◆ What you need to do
The reply should hold only the lines from the one with "Query: yellow leaf" to the one with "find brick house", both ends kept, exactly as they appear below, without any pictures.
----- Available data
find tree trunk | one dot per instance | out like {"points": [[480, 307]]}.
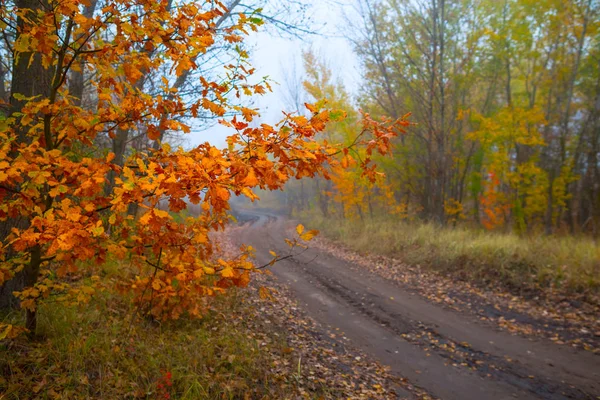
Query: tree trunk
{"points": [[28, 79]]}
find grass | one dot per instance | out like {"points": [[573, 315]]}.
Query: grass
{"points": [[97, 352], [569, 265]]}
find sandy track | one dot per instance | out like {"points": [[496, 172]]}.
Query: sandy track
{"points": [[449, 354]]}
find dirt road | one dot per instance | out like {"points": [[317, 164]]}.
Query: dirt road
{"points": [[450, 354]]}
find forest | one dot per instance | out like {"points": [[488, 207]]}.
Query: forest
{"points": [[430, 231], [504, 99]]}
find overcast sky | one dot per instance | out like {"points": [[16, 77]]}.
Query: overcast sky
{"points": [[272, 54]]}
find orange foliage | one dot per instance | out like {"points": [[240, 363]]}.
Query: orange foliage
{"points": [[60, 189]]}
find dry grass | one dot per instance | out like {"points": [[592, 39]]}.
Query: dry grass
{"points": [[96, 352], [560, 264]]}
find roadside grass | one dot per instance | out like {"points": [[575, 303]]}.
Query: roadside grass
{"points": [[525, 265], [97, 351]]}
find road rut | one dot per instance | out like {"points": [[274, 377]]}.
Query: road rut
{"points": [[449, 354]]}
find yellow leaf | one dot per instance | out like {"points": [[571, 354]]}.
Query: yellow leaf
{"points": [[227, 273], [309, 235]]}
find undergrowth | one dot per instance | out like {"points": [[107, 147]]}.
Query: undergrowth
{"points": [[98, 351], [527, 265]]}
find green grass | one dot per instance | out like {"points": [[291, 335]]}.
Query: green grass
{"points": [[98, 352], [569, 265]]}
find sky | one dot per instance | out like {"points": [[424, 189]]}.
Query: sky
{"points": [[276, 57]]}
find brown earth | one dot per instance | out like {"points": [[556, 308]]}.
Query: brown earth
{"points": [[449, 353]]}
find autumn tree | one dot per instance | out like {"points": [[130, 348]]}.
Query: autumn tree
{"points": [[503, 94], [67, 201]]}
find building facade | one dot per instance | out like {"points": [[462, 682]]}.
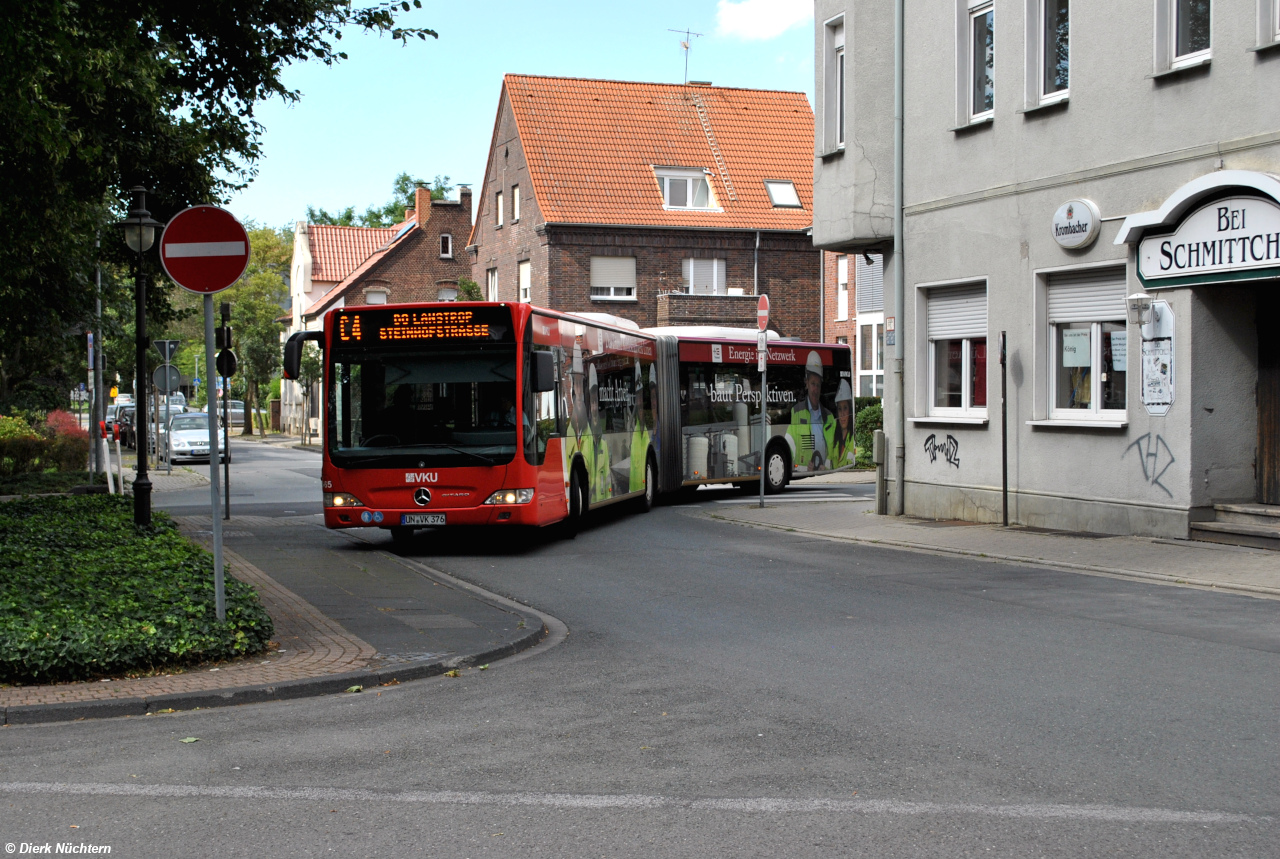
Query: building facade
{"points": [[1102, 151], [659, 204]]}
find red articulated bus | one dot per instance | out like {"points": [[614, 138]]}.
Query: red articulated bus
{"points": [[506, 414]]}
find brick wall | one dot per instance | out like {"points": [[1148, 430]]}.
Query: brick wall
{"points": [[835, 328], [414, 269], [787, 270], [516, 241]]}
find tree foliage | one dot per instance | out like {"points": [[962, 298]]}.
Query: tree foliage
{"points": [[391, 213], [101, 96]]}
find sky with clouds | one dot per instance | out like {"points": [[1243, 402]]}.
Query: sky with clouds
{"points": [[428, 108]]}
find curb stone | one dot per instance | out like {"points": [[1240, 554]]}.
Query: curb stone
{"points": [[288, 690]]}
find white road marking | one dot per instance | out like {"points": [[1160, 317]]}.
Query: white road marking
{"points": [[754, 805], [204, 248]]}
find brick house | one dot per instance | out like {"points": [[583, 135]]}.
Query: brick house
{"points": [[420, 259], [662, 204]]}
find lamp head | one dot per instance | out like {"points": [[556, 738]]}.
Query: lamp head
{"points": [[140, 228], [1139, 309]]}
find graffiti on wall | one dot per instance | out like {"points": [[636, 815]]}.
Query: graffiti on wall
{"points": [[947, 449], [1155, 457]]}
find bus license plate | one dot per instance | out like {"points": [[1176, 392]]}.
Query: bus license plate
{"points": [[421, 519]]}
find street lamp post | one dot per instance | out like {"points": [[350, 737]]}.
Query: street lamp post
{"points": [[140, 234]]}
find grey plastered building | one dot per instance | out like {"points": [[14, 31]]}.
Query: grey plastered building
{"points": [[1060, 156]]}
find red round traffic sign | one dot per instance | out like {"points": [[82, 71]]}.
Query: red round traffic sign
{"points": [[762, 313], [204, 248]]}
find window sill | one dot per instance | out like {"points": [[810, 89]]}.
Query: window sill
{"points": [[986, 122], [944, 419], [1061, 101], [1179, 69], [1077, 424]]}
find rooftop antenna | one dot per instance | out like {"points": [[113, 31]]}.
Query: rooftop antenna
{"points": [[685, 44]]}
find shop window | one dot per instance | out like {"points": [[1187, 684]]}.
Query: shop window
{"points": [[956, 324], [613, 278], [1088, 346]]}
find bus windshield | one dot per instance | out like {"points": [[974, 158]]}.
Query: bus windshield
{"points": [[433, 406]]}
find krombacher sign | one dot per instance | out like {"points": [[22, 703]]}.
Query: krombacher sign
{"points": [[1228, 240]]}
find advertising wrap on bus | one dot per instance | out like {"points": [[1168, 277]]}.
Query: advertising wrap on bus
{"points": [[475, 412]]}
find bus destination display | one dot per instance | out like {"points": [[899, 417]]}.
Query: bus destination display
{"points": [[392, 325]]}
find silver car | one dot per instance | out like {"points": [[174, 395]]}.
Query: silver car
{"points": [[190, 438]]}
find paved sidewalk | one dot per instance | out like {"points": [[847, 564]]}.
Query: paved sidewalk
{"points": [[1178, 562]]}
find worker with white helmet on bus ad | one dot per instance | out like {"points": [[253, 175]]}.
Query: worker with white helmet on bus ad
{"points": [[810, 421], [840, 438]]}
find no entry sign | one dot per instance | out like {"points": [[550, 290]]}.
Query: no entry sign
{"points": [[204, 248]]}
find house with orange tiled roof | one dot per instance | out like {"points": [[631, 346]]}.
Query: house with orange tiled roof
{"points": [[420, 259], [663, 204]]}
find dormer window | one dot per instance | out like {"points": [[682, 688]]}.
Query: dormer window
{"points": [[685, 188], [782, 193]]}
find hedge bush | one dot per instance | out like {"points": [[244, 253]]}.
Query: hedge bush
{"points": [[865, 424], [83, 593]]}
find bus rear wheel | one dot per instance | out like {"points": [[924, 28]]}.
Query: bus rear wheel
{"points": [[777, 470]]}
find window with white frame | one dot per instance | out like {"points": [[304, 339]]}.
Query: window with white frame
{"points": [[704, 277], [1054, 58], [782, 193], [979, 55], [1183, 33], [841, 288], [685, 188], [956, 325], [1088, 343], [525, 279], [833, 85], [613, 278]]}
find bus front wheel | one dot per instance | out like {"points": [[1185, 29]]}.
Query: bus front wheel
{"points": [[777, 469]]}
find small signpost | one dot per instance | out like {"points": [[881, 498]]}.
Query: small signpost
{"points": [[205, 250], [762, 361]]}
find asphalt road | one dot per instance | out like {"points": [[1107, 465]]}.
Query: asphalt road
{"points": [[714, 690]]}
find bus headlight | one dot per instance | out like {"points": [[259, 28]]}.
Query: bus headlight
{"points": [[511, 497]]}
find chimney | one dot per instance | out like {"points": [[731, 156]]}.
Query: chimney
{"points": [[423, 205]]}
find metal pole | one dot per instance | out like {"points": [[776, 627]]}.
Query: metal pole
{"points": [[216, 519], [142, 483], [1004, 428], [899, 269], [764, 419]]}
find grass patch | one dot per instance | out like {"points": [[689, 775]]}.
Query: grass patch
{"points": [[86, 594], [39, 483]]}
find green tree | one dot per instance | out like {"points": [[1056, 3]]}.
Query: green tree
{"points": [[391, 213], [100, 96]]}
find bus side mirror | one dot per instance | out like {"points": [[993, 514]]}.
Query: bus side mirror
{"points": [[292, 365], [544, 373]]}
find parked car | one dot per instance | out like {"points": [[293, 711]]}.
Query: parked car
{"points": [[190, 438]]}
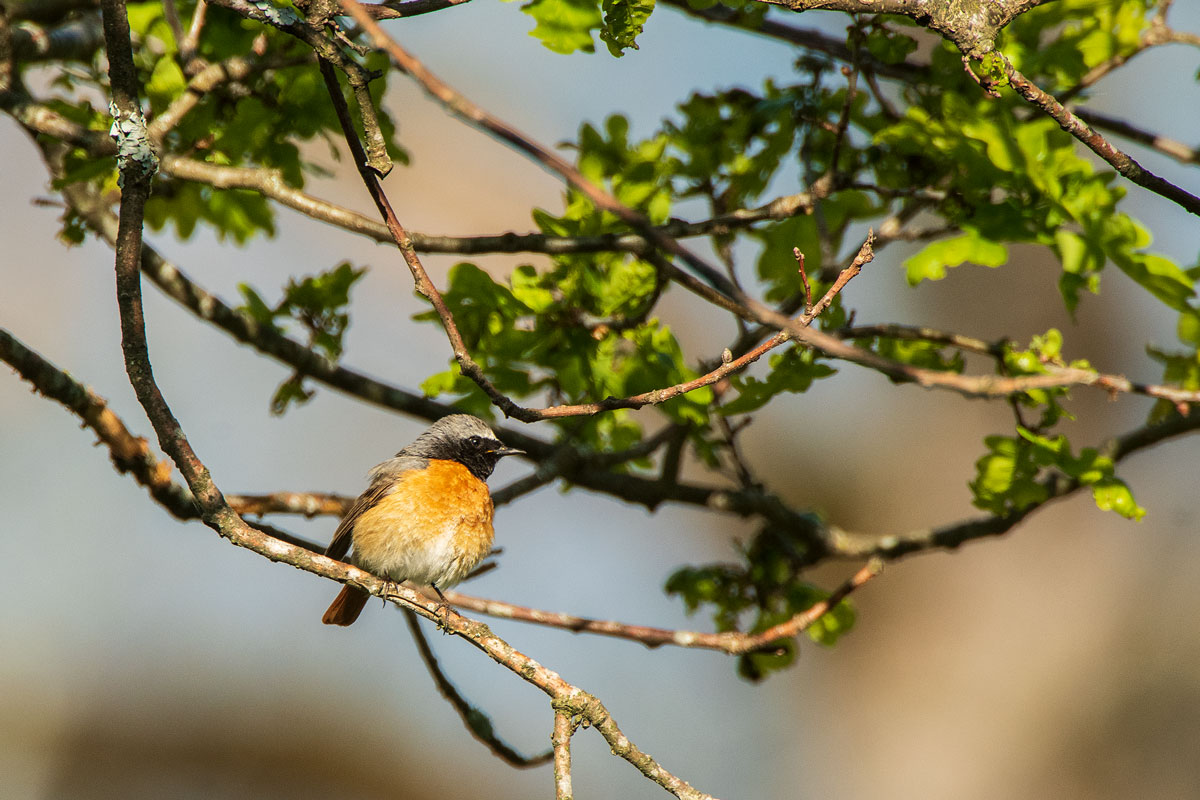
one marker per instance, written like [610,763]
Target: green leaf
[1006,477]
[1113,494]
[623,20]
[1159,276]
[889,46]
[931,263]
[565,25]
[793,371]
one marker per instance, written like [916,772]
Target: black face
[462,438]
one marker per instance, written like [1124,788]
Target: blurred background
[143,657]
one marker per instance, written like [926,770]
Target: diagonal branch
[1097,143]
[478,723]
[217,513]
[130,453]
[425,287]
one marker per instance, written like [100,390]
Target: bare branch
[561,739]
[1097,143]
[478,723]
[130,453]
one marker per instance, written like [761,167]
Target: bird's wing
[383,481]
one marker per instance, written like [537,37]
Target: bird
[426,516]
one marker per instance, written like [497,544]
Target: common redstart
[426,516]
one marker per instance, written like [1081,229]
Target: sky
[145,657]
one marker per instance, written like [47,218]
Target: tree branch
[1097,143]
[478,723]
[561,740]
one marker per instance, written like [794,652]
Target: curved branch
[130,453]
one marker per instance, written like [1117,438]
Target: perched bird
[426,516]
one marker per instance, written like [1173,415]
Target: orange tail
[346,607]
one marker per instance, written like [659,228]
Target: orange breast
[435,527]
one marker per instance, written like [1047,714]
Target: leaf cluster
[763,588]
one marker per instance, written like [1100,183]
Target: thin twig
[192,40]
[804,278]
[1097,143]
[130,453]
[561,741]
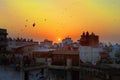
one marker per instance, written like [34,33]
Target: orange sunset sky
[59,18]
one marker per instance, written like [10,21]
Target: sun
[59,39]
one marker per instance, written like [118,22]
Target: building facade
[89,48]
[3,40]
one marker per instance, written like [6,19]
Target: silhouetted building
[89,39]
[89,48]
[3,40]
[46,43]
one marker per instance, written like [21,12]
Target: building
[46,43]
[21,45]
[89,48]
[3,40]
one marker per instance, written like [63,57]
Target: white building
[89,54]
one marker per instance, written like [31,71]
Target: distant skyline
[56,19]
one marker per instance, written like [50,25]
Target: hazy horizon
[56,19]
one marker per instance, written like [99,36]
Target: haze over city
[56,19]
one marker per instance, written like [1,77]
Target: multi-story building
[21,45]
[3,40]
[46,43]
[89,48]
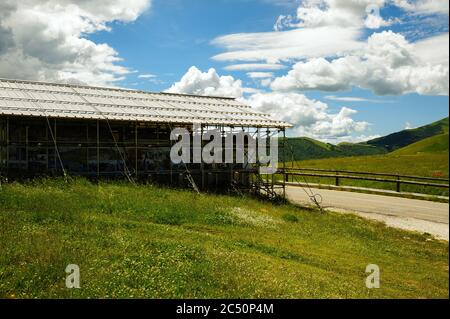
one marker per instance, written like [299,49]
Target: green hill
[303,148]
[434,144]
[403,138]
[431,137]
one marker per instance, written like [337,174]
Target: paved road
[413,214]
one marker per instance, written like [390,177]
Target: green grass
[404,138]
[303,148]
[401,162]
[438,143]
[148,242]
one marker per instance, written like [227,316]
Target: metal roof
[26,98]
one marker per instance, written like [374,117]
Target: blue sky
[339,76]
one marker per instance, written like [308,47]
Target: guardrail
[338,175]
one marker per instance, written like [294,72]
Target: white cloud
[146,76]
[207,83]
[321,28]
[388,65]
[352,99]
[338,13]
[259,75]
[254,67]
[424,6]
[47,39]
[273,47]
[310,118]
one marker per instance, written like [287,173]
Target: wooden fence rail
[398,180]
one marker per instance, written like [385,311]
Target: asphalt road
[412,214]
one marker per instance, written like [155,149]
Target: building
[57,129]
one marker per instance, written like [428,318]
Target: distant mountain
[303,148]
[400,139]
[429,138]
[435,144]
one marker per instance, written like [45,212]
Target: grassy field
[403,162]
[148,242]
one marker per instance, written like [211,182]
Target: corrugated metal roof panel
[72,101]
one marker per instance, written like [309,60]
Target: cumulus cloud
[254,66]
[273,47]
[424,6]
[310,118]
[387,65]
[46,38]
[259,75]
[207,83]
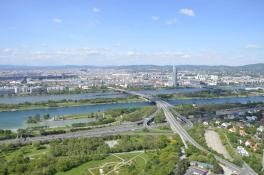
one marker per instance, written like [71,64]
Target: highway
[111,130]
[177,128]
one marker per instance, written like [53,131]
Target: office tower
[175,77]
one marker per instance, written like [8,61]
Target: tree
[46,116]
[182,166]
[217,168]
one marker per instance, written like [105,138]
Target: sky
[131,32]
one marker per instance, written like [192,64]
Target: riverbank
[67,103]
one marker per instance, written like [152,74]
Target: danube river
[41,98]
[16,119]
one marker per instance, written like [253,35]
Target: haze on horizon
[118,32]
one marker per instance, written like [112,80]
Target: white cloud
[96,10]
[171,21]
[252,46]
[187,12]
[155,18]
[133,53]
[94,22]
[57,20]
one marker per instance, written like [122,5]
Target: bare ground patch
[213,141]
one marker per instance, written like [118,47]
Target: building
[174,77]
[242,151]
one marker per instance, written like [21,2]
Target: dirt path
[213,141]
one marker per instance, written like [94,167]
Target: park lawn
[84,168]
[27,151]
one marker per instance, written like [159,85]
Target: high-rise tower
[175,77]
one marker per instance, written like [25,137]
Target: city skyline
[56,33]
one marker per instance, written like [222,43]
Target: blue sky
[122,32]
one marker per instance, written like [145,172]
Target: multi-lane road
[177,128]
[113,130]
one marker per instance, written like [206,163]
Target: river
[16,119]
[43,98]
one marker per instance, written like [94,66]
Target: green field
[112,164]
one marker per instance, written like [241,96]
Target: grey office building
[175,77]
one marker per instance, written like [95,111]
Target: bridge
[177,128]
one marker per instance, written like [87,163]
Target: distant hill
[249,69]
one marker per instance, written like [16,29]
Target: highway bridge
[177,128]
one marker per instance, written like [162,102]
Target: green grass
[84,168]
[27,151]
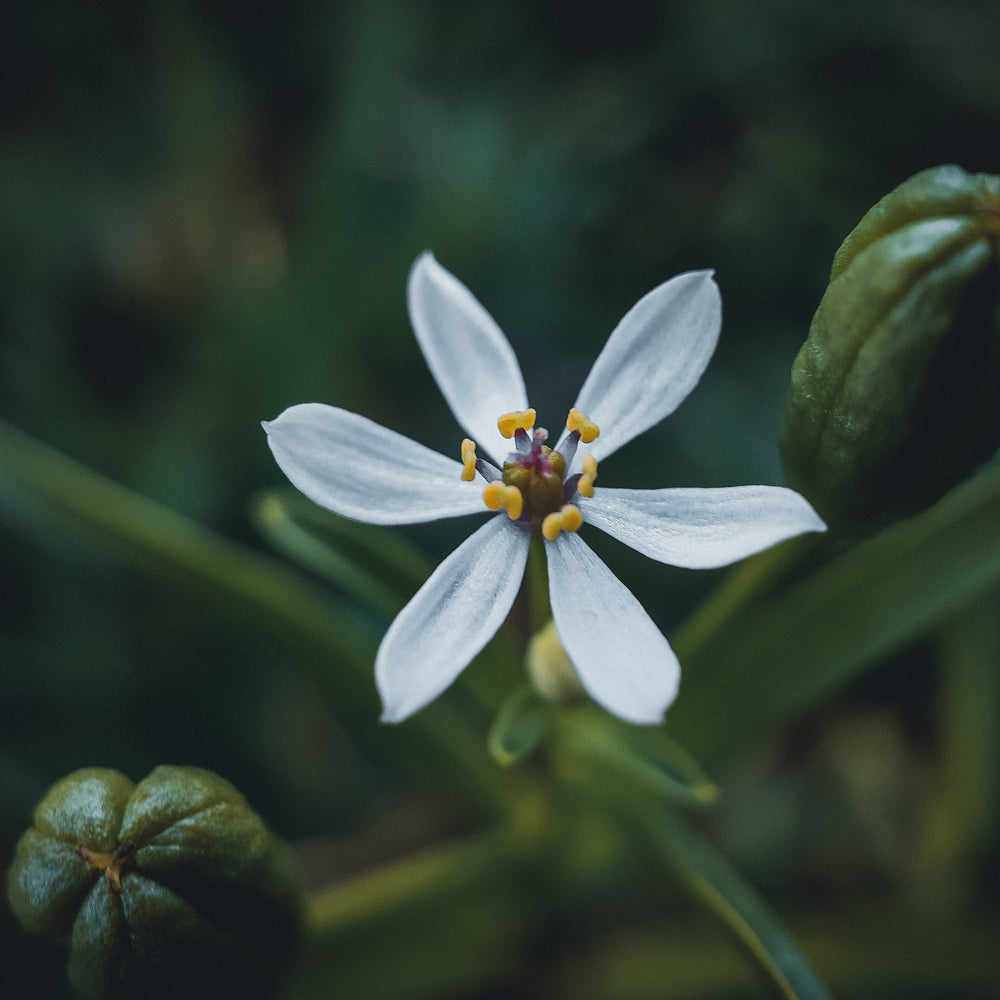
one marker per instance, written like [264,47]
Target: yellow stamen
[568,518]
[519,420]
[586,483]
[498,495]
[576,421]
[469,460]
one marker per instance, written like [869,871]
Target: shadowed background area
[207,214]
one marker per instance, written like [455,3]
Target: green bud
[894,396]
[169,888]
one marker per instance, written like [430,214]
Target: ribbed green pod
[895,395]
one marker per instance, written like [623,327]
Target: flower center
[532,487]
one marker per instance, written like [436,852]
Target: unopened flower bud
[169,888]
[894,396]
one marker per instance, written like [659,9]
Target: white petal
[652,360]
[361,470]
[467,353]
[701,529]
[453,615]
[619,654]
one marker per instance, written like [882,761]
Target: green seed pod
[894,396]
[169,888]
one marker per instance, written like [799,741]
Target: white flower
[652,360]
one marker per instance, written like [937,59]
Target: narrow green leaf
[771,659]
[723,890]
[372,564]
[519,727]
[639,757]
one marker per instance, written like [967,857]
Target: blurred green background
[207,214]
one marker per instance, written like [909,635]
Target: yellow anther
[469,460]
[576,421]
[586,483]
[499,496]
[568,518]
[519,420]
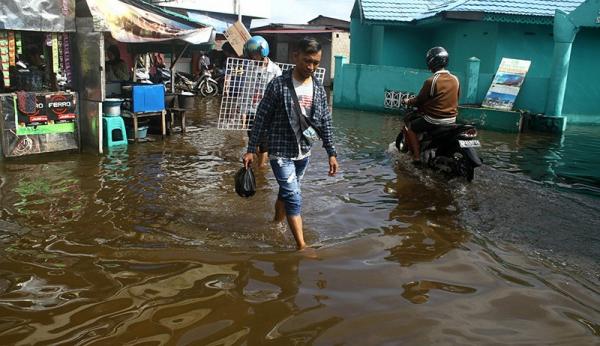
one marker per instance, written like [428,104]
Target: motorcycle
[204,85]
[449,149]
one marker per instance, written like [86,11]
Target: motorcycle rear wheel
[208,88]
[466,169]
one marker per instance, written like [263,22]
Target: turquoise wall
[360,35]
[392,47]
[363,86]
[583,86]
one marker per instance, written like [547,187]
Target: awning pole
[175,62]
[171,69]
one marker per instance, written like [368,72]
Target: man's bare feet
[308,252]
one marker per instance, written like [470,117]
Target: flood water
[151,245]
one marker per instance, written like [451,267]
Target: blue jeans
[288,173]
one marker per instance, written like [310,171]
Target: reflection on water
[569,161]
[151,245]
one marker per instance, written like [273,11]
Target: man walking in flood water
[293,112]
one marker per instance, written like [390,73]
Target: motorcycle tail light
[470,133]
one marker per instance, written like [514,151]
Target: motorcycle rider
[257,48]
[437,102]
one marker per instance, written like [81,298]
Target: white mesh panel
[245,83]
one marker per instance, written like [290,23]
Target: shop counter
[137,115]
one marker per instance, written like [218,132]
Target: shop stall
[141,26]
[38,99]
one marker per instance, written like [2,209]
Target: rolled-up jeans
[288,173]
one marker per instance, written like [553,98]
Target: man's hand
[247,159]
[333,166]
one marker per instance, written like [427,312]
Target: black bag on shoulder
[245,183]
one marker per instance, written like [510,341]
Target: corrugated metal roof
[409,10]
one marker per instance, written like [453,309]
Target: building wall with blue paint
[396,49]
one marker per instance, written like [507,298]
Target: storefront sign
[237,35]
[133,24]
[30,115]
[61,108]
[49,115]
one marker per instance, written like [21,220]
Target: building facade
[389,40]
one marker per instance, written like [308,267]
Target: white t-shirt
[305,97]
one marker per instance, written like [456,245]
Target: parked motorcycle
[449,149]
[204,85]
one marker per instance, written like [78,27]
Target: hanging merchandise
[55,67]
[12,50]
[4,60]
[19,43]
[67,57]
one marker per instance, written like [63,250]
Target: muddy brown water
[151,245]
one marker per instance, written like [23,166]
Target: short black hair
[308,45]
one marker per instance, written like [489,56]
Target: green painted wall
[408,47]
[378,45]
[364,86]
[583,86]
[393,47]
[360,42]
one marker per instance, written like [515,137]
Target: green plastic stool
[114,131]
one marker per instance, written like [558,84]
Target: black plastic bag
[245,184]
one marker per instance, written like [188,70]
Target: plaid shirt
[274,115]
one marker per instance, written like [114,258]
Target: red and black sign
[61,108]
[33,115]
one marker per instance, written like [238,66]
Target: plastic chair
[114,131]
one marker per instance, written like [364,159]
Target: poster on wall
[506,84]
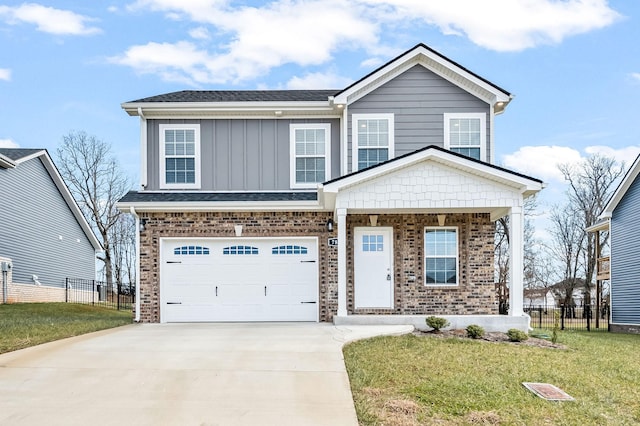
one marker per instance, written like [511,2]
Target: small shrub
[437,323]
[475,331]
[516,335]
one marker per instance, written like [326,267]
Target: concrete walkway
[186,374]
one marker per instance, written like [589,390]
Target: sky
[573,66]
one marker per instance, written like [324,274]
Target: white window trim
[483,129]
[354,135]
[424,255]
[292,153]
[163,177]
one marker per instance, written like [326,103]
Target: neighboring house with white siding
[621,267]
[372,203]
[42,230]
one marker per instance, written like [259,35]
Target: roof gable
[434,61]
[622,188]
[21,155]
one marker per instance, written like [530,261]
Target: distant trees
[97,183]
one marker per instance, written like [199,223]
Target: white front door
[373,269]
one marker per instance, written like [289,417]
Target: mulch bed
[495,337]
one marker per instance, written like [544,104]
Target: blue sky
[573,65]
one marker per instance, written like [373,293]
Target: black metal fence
----------
◆ Exercise output
Query: yellow leaf
{"points": [[227, 273], [309, 235]]}
find undergrowth | one dot per instance | out like {"points": [[107, 147]]}.
Query: undergrowth
{"points": [[98, 351], [527, 265]]}
find green grass | one dot per instance | out like {"points": [[291, 335]]}.
Query: green grass
{"points": [[98, 352], [569, 265]]}
find sky | one dot per instance | out like {"points": [[424, 189]]}.
Query: sky
{"points": [[276, 57]]}
find brown earth | one dot per instance | out like {"points": [[556, 308]]}.
Query: brown earth
{"points": [[449, 353]]}
find autumn tree | one dot per instance | out like {"points": [[130, 348]]}.
Query: autumn tree
{"points": [[503, 94], [67, 201]]}
find building facade | one dot per instance | out like {"points": [[462, 682]]}.
Query: building facade
{"points": [[1102, 151], [659, 204]]}
find red articulated bus | one dot per instance | out like {"points": [[614, 138]]}.
Query: red articulated bus
{"points": [[506, 414]]}
find brick wall | one dot per instance | out like {"points": [[1148, 430]]}.
Query: brick wall
{"points": [[835, 328], [414, 269], [787, 270], [516, 241]]}
find tree foliage | one dot per instance | out like {"points": [[962, 298]]}.
Query: tree foliage
{"points": [[391, 213], [101, 96]]}
find sky with clouds | one dot per instance | out like {"points": [[1243, 402]]}.
Query: sky with clouds
{"points": [[428, 108]]}
find curb stone | one dot per instance | out like {"points": [[1240, 554]]}.
Query: curb stone
{"points": [[288, 690]]}
find white road marking | one dot per instance | out like {"points": [[1160, 317]]}.
Query: white road marking
{"points": [[754, 805], [204, 248]]}
find brick house | one dot per instance | out like {"points": [[583, 135]]}.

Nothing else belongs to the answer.